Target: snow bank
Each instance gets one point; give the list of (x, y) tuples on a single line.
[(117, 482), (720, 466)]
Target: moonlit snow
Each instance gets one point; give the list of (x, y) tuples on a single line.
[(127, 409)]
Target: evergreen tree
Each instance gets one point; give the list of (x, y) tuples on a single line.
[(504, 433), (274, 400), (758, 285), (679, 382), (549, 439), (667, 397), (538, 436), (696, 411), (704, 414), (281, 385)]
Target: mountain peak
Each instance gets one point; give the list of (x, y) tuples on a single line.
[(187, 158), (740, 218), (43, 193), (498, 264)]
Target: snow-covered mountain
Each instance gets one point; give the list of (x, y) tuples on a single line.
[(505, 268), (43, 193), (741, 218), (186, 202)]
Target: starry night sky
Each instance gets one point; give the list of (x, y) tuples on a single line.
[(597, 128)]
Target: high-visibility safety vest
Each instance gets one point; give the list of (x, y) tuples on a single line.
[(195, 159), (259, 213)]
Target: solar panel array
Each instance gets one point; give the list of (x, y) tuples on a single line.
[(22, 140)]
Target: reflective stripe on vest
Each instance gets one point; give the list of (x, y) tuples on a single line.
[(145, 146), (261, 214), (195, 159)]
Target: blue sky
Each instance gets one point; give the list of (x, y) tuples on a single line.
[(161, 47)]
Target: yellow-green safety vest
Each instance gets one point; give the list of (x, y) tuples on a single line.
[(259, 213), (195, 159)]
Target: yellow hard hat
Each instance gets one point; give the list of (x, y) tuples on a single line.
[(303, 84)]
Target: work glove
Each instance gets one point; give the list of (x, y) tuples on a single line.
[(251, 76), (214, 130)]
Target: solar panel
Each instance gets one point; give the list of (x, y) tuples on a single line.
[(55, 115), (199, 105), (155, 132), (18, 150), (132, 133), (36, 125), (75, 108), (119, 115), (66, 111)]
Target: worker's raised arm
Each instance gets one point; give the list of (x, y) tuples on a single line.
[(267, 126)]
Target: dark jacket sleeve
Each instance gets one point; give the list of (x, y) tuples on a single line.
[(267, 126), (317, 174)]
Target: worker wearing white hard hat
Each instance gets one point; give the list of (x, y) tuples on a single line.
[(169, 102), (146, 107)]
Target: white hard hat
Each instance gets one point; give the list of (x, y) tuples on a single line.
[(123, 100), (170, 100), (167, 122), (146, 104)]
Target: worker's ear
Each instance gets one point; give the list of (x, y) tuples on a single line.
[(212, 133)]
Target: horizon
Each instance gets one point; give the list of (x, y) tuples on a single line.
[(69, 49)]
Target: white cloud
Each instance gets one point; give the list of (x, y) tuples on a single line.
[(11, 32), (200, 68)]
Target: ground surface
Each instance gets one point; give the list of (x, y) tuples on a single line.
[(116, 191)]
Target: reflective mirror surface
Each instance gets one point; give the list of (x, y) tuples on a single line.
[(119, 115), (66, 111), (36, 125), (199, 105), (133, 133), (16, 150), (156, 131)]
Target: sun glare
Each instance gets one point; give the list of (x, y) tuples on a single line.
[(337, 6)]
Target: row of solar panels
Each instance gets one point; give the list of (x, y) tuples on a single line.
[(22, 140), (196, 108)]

◆ ◆ ◆ ◆ ◆

# Task statement
In the records, which lines use the word "mountain"? Report them.

# Solved problem
Target: mountain peak
Target: snow-covered mountain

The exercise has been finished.